> **WHAT THE EXERCISE ASKS**: Convert the lines of all the records below into a numbered list, leaving out any blank lines.

-- begin GIVEN RECORDS --

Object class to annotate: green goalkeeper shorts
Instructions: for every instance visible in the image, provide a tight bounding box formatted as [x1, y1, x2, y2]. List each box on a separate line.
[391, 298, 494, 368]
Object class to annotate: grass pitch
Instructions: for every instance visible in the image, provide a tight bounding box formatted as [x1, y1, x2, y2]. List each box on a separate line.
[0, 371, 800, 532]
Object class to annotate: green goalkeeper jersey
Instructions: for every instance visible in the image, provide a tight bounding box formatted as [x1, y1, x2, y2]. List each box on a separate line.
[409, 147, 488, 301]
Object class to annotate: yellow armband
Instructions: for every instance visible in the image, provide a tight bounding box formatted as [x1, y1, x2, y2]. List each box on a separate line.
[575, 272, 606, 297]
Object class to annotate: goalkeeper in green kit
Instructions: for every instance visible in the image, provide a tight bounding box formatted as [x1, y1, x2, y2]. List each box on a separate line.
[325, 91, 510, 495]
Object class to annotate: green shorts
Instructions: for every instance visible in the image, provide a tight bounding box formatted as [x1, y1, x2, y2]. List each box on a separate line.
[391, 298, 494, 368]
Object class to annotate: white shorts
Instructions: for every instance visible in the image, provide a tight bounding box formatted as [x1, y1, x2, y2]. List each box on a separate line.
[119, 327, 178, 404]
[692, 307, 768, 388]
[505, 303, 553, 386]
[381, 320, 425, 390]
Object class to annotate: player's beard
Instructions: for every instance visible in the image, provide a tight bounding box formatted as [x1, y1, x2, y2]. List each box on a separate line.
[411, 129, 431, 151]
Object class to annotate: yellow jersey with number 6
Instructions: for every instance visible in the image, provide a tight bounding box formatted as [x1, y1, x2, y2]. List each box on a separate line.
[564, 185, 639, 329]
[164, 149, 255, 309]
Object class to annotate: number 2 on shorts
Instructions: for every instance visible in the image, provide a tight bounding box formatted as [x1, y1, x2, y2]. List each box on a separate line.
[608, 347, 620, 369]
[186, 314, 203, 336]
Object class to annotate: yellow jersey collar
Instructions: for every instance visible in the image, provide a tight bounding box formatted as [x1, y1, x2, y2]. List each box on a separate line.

-- end GIVEN RECORDS --

> **THE COMPLETED TASK**:
1. Object class to annotate: green goalkeeper shorts
2. Instructions: for every instance visible in the image, provide a tight bounding box formatted as [x1, y1, x2, y2]. List each box on a separate line.
3. [391, 298, 494, 368]
4. Object class to annotate: grass pitch
5. Instructions: for every instance visible in the image, provide a tight bounding box formatted as [x1, y1, x2, y2]. List each box on a separate line.
6. [0, 371, 800, 532]
7. Object class to annotate: green goalkeeper jersey
8. Instructions: for every instance visible in the image, provide a tight bounding box formatted as [x1, y1, x2, y2]. List each box on a separate line.
9. [409, 147, 488, 301]
10. Object class to annotate: yellow armband
11. Instructions: for every instance visible in the image, provide a tight bounding box formatted as [x1, y1, x2, y2]. List each box on a separate line.
12. [575, 272, 606, 297]
13. Object class to annotate: goalkeeper in green kit
14. Instructions: for every instance visible in the image, provide a tight bounding box formatted as [x1, y1, x2, y2]. List each box on a separate line.
15. [325, 91, 510, 495]
16. Object class to annotate: green shorts
17. Instructions: for every instance visible in the image, provide a tight bounding box formatted as [x1, y1, x2, y2]. List each box on a separate line.
18. [391, 298, 494, 368]
19. Object class to annotate: white shorts
20. Instructions: for every instance visible in the image, provide a tight bounding box formatted as [x1, y1, x2, y2]. List each box on a separate line.
21. [119, 327, 178, 404]
22. [692, 307, 768, 388]
23. [505, 303, 553, 386]
24. [381, 320, 425, 390]
25. Object class to annotate: player's beard
26. Instructions: for every instance visible in the image, provide a tight bounding box formatted as [x1, y1, x2, y2]. List each box on a separate line.
27. [411, 129, 431, 151]
28. Object class to annotate: yellow jersey with number 6
29. Instructions: for every instance visible in the image, provide a tight bounding box formatted as [x1, y1, x2, y2]. List each box on a separate line.
30. [564, 185, 639, 329]
31. [164, 149, 255, 309]
32. Object class to annotate: number 2 on shorts
33. Instructions: for every instance visible in the image, provide a tight bounding box formatted as [x1, y1, x2, y2]. List each box on a separate line.
34. [608, 347, 620, 369]
35. [186, 314, 203, 336]
36. Object class to annotate: yellow jersey collar
37. Instructions: for every instance visible in the image, provide a tight bounding box formatted as [x1, y1, x2, y2]. List each box on a separate line.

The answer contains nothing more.